**REQUIRED TASKS:**
**1.** In the Kenya travel safety text, what is the increased violence at some wildlife preserves associated with?
**2.** Write the next part of the Kenya travel safety text, picking up after its last sentence.
** START OF PAGE TEXT **
Violent and sometimes fatal crimes, including armed carjackings, muggings, home invasions and burglaries, and kidnappings can occur at any time. U.S. citizens and U.S. Embassy employees have been victims of such crimes in the past.
Okay, sure, but what about tourist places like wildlife refuges? Although tourists tend to think of wildlife when they think of Kenya, the most lethal predators are human and create danger in the form of terrorist activities, sexual assault, grenade attacks, and violent crime. Sadly, there also is increased violence at some wildlife preserves associated with drought.
The US State Department’s warning is due to continuing attacks by Al Shabaab and armed carjacking, grenade attacks, kidnapping, etc. particularly in Nairobi and Mombasa. The Aussie’s suggest exercising a high degree of caution throughout Kenya, reconsidering the need to travel in the coastal area and on the A2 Highway from Isio to to Moyale, and not travelling to the border regions with Ethopia, Somalia and Sudan.
** END OF PAGE TEXT **
** START OF SUPPLIED RECORDS **
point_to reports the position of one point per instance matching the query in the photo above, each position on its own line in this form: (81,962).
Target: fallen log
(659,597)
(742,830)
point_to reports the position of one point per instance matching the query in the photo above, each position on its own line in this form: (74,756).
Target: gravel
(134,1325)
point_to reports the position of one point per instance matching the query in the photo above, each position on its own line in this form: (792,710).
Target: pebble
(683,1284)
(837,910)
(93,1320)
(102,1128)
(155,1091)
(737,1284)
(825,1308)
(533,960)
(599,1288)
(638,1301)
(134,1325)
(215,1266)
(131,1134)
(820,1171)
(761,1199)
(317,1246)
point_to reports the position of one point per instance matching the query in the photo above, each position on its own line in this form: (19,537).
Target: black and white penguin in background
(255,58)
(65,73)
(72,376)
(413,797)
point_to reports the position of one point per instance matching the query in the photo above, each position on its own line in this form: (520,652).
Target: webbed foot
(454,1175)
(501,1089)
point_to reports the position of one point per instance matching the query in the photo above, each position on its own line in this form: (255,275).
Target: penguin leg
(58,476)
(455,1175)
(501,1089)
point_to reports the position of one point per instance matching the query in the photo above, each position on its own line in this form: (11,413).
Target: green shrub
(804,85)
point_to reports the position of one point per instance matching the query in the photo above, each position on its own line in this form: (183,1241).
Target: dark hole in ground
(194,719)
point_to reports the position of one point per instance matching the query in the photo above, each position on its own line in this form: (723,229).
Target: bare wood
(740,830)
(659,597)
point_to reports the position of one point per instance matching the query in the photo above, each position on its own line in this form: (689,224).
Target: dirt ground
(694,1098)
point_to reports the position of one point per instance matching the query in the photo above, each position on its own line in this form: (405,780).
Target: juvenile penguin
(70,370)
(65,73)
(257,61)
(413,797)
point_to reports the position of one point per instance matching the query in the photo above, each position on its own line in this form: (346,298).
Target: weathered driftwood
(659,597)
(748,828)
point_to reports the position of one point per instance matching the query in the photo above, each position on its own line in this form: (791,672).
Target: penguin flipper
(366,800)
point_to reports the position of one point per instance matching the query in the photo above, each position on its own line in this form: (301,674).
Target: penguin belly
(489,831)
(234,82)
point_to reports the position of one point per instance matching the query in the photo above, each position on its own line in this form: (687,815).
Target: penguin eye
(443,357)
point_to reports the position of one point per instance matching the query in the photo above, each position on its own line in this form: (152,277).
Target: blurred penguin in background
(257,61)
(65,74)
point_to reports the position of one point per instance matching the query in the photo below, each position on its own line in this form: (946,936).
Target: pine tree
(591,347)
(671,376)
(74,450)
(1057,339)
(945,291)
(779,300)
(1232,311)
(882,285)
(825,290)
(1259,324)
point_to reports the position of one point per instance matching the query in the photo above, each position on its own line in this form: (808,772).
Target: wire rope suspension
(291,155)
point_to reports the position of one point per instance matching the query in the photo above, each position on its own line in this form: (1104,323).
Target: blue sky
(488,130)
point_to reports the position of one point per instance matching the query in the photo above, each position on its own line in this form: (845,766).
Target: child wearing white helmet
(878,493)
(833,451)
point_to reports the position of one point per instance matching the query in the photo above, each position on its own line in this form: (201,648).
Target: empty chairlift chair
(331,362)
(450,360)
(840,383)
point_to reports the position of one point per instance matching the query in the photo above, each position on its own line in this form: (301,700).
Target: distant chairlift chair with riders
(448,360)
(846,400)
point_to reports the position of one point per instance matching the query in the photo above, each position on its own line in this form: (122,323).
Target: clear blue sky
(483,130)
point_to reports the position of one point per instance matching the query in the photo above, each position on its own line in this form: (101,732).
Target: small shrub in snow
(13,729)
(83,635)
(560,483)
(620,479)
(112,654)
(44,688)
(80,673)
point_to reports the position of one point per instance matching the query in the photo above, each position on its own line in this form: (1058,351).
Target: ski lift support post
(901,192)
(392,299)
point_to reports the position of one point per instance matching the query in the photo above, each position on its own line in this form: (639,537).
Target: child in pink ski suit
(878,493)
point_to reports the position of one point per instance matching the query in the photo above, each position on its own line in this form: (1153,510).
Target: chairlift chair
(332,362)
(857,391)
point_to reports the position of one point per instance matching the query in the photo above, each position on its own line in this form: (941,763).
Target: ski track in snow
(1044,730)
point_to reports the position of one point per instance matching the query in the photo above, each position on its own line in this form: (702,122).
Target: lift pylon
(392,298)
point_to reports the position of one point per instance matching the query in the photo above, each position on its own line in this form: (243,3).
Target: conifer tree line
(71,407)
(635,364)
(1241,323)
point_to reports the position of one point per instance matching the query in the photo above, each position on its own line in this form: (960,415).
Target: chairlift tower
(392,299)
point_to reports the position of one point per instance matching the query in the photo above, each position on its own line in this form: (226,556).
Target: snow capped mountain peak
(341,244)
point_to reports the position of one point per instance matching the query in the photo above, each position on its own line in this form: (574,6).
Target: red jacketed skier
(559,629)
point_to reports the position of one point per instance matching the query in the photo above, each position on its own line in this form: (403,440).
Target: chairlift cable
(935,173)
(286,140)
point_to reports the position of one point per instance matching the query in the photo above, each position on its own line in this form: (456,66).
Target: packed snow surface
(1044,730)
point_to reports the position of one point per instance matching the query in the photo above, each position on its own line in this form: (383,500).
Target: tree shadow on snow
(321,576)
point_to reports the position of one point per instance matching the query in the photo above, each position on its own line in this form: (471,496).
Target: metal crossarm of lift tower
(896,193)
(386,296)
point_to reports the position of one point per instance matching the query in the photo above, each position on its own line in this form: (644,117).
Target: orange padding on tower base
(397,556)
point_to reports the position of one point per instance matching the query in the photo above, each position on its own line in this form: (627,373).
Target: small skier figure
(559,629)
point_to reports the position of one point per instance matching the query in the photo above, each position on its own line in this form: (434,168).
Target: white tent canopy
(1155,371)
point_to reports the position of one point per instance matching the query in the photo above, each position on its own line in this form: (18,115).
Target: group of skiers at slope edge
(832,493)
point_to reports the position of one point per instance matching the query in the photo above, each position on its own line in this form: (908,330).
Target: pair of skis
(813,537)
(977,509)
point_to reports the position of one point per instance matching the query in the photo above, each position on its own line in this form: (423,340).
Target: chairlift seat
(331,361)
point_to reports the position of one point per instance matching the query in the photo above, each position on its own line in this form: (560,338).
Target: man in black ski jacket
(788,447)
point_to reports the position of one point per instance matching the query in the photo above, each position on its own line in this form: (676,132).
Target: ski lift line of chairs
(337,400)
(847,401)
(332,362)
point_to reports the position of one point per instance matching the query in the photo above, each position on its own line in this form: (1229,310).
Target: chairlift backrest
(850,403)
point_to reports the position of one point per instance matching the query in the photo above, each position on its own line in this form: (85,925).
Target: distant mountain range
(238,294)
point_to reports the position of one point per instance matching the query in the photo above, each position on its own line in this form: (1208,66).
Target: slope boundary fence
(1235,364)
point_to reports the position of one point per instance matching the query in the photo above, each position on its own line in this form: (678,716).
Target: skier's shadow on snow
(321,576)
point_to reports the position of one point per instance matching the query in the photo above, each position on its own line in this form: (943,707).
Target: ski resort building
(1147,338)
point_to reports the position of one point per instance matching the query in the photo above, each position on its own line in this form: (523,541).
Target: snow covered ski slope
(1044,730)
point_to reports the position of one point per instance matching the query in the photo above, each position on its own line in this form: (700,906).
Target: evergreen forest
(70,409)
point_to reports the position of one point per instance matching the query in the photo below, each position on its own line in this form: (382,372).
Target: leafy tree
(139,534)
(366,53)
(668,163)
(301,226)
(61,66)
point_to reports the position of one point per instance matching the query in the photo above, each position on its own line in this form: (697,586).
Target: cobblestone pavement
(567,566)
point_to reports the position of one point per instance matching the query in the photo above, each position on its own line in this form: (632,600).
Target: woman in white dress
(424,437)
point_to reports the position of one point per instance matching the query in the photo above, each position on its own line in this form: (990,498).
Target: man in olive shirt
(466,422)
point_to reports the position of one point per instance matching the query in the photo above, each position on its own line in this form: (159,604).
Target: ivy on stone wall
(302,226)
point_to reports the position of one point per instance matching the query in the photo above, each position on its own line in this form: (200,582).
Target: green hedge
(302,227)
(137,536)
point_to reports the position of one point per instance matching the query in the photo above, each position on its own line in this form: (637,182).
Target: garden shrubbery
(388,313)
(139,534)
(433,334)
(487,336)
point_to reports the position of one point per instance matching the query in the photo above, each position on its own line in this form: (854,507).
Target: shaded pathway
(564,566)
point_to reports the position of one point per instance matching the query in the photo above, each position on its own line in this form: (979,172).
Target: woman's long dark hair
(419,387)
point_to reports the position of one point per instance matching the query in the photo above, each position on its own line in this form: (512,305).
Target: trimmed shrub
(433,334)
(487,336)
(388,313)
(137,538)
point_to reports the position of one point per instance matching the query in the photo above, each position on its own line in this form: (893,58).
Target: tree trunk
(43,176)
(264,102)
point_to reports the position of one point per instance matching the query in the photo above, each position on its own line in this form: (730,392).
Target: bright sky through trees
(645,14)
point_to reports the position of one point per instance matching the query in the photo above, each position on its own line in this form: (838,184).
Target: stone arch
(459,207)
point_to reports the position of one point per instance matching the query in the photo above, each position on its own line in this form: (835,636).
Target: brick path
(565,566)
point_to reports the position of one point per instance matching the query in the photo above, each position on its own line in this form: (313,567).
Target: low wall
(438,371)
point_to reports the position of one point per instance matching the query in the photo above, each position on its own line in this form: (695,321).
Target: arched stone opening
** END OF SUPPLIED RECORDS **
**ANSWERS TO THE EXERCISE:**
**1.** Drought.

**2.**
In and around Nairobi, the issue is terrorism by Al Shabaab, carjackings and home invasions. The Kiwis write of an extreme risk in the border areas, high risk in some areas, and suggest using a high degree of caution elsewhere. The Canadians concur and additionally warn against any travel to the Eastleigh neighborhood of Nairobi due to recent attacks there. Tourists are being sexually assaulted, kidnapped, and robbed.
Kenya sets itself off from the other top 10 worst places for women tourists in that it has Al Shabaab and grenade attacks to contend with as well as the usual carjackings, kidnappings, etc. Native women across the spectrum of class, age, urban, rural, etc. are subjected to attacks, too.
Although Kenya has troops in Somalia fighting Al Shabaab to stop their cross-border attacks, avoid the war zone like border region as attacks continue into 2016. For example, there was a cross-border attack into the Coastal Lamu County in January 2016 that killed three Kenyans. Now an investigation links the Kenyan army to Al Shabaab.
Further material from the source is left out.